**EXERCISE INSTRUCTIONS:**
a: In the passage on fetal sheep, which committee approved all procedures?
b: Decide whether each statement agrees with the passage on fetal sheep, and back each yes or no with a quote from it: (i) The ewes were kept together in shared pens. (ii) Surgery took place after 5 days of acclimation. (iii) The control group included 3 female fetuses.

(TEXT SECTION begins)

Therefore, by using the technique of TX, the present studies were designed to assess the importance of thyroid hormone in regulating the components of RAS activity, including renal renin, plasma renin, and tissue ANG II receptor subtype expression in late-gestation fetal sheep. Our rationale for this was that the normal ontogenic change in the RAS would be attenuated in the absence of thyroid hormones in late gestation. In addition, we evaluated the impact of fetal hypothyroidism on cardiovascular function and responsiveness to β-adrenergic stimulation in the late-gestation fetal sheep.
MATERIALS AND METHODS
Cross-bred pregnant ewes with known insemination dates were obtained from a local supplier. Ewes were housed in individual pens with food and water provided. After 5 days of acclimation, surgery was performed. After surgery, ewes were returned to their pens, where they remained until fetuses were delivered. All procedures were approved by the Wake Forest University Animal Care and Use Committee. A total of 12 fetuses were used: 6 TX (3 male, 3 female) and 6 controls (4 male, 2 female).

(TEXT SECTION ends)
(STORED DATA begins)

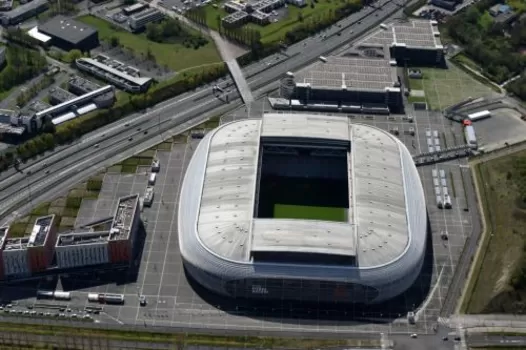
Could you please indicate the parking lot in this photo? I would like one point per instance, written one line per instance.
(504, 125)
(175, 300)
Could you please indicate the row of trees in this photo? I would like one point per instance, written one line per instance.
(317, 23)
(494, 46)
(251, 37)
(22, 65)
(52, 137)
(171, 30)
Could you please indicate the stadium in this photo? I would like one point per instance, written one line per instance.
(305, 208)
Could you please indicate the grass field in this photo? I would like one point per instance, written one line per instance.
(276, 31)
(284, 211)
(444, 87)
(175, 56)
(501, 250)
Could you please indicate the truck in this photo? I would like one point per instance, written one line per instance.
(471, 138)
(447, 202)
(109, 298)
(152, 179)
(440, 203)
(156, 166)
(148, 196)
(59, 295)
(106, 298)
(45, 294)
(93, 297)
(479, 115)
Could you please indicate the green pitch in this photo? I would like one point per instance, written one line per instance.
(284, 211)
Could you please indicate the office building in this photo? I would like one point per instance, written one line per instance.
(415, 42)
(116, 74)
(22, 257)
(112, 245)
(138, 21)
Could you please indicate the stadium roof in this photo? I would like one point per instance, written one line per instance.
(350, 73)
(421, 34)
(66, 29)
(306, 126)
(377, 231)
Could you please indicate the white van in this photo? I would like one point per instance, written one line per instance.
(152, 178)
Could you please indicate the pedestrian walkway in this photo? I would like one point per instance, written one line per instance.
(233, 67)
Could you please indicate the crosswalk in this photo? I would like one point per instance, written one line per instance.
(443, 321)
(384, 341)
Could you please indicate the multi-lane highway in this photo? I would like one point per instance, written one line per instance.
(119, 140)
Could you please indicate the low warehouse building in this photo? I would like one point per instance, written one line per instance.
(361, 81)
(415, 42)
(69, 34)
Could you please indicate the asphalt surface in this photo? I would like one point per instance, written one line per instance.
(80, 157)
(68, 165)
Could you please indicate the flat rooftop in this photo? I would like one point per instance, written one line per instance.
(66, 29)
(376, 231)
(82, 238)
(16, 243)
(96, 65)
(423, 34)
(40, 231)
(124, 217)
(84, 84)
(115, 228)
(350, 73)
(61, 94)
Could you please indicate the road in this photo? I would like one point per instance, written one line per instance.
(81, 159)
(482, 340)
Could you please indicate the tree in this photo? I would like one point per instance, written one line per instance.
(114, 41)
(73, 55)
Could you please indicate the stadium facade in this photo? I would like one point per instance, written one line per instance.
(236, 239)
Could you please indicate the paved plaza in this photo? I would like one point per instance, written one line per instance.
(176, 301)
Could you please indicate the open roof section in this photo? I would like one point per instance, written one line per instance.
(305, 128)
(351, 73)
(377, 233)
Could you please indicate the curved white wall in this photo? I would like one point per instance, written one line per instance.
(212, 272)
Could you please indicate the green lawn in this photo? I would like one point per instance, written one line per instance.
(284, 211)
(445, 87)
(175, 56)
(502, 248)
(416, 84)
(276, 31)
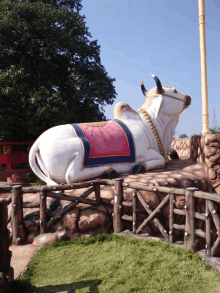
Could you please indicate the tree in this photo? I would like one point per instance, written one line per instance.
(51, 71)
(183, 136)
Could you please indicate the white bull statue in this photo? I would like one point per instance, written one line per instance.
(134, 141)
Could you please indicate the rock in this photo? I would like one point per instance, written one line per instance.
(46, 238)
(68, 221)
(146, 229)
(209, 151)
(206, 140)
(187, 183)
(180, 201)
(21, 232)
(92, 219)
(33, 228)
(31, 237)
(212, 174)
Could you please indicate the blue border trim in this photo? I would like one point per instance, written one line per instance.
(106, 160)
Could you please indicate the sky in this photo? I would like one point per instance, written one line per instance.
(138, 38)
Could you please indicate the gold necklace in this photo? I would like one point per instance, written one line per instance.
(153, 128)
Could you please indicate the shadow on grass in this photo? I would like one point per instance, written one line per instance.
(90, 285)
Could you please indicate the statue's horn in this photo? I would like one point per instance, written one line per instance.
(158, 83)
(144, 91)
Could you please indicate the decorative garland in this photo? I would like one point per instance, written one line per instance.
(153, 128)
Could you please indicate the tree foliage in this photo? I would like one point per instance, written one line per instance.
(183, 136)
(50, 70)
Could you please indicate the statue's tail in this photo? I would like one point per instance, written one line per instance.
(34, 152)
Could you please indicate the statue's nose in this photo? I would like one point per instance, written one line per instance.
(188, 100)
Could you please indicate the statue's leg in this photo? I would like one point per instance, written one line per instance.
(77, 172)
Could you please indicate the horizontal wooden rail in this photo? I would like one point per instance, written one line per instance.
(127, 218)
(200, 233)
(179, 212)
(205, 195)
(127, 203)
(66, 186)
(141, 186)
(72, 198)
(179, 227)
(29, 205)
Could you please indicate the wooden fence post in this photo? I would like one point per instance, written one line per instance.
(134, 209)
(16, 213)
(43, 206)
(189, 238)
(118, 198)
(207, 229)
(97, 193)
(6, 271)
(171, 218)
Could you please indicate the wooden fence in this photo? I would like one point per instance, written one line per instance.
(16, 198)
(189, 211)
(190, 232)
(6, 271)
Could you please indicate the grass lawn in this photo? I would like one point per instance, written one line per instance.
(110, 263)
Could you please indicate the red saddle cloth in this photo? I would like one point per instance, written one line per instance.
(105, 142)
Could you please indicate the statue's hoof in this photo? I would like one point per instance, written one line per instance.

(STORED DATA ends)

**EXPECTED OUTPUTS:**
a: The Wake Forest University Animal Care and Use Committee.

b:
(i) No: "Ewes were housed in individual pens with food and water provided."
(ii) Yes: "After 5 days of acclimation, surgery was performed."
(iii) No: "6 controls (4 male, 2 female)"